Throughout her career, Jenny Hval has seemed to take pleasure in picking the scabs off our futile inhibitions. On Blood Bitch, however, as its uncompromising title suggests, the Oslo-based musician has picked one of the last taboos: menstruation.

It’s not a topic that’s new to her, as her low-key debut, To Sing You Apple Trees (2006), will attest. Released under the pseudonym Rockettothesky in 2006, it offered a set of gorgeous melodies delivered in a sweet, girlish voice to an appealingly quirky backing that ranged from confessional to indie-pop. These rosy-cheeked songs suggested a fondness for structural playfulness, something she’s increasingly exploited since. But Hval’s greatest strength was, even back then, her lyrics. Some excelled simply for their poetry – “Leaned against the bar like a straw in a cocktail glass” (“Cigars”) – but others leapt out for their focus on ‘unmentionable’ subjects, not least the candid opening to the facetiously titled “A Cute Lovesong, Please”: “When you think of me do you masturbate?/I want to know that I can make a man ejaculate/You know it’s not pretty but you make me menstruate”.

◇ ◇ ◇

__TO-DO LIST__.
• A. In the review of Jenny Hval's Blood Bitch, what pseudonym was her debut album released under?
• B. Please carry on the review of Jenny Hval's Blood Bitch, starting right after its final sentence.

◇ ◇ ◇

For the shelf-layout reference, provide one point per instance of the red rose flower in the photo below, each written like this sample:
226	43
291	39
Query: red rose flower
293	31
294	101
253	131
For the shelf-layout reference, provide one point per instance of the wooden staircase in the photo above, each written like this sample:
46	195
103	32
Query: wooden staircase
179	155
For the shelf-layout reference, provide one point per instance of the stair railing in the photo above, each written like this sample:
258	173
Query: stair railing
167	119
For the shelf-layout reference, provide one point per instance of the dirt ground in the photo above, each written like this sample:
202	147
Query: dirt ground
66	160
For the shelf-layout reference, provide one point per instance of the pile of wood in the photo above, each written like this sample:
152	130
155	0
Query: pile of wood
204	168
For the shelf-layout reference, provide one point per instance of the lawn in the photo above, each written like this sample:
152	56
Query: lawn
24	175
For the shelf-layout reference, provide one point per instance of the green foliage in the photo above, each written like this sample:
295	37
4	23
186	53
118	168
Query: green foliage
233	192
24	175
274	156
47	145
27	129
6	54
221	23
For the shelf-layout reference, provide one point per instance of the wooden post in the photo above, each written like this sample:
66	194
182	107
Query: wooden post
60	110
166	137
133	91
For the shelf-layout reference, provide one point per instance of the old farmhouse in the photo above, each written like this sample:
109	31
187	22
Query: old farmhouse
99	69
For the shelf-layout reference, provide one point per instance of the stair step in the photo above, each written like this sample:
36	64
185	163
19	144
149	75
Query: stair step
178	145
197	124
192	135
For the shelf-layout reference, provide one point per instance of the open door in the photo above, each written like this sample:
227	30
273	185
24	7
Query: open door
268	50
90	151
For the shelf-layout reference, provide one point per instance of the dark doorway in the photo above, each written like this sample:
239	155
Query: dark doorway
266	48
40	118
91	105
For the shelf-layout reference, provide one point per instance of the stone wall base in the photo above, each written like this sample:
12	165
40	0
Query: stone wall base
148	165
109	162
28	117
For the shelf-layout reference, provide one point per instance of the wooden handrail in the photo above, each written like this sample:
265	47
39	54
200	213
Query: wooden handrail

◇ ◇ ◇

__PER-TASK ANSWERS__.
• A. Rockettothesky.

• B.
Since then, Hval has been quietly carving a niche that’s almost exclusively hers, gliding fearlessly from mournful torch songs to musique concrète as she refines her explorations of physicality and desire. 2015’s metamorphic Apocalypse Girl stirred greater interest, not only for her resolute reclamation of the word ‘cunt’, but her latest is not only her most sophisticated, but also her most distilled. Inevitably, much of its allure arises from its lyrical complexity: few artists could sing with such tenderness and conviction of being caught in “a sexual holding pattern/Stuck in erotic self-oscillation”. But its restless, reckless shifts in musical style are just as astonishing. Much of “In The Red”’s 145 seconds are taken up by the sound of Hval panting, and a field recording of a seemingly flippant conversation opens “The Great Undressing” with the disclosure that the album is about vampires. On the exquisitely tense “Female Vampire”, however, her voice is at its most delicate, bounced between blunted synth jags and subtly driving percussion, and “Conceptual Romance”’s mood shifts from the heartbroken to the angelic, Hval swathed in pillowy keyboards that can’t help but recall 10cc’s “I’m Not In Love”.

Secret Touch”, meanwhile, finds her returning to the lo-fi simplicity of her debut, testing the limits of her voice over a beatbox rhythm as she declares that “flesh is the loneliest creature”, before going on to offer a startling confession about how kisses help her “to avoid thinking of death”. Elsewhere, her material is even more challenging, but no less captivating: on “Untamed Region”, amid ghostly wails, documentary maker Adam Curtis can be heard discussing “the strange mood of our times”, before Hval recites details of dipping her finger in blood she’s left on hotel sheets. “The Plague”, too, stitches together tabla drums, radio samples, distorted shrieks, early ’90s Norwegian black metal drones and an amorphous lullaby.

Some of it is occasionally – suitably – impenetrable. But it indicates, too, how Hval blurs what is and isn’t traditionally appropriate for musical composition, just as Holly Herndon and, in her more recent work, Björk have done. It also underlines her intent to create a narrative without Blood Bitch ever disappearing into the realms of the ‘concept album’. Speaking to Uncut, she talks of her desire for the record to “stumble into new, noisy rooms with their own life”, and this indeed encapsulates the unique and, crucially, feminine voyage it undertakes.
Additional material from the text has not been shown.